* WHAT YOU WILL DO
Below are the entries; give again exactly the lines from the one mentioning "Phrase: clump of foliage" through the one mentioning "Phrase: variegated hosta leaf", inclusive.

[Data records]
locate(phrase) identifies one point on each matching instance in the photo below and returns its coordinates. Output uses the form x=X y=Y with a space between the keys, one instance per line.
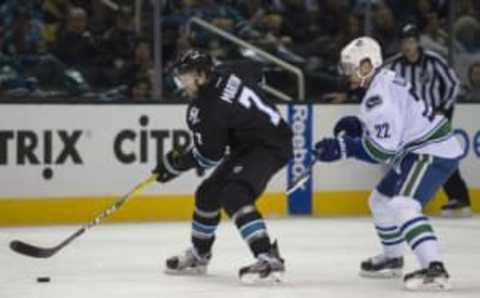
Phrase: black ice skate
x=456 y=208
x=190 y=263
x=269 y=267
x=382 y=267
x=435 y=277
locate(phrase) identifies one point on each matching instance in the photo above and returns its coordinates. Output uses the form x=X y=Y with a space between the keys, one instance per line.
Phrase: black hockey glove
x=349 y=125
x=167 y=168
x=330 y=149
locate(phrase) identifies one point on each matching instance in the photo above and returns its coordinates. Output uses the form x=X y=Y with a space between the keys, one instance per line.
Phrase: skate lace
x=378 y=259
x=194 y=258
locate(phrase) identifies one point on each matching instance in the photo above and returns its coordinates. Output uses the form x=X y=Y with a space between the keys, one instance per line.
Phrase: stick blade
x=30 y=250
---
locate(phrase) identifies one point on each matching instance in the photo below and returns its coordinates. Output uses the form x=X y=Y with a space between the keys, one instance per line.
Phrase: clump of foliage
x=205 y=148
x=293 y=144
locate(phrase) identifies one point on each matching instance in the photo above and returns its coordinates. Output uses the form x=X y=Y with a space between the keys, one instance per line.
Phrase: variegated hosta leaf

* EXPECTED ANSWER
Phrase: clump of foliage
x=205 y=148
x=293 y=144
locate(phrase) identifies one point on each matching instance in the photo above and returns its coordinates. Output uses the form x=X y=Y with a space between the keys, one instance per line.
Phrase: variegated hosta leaf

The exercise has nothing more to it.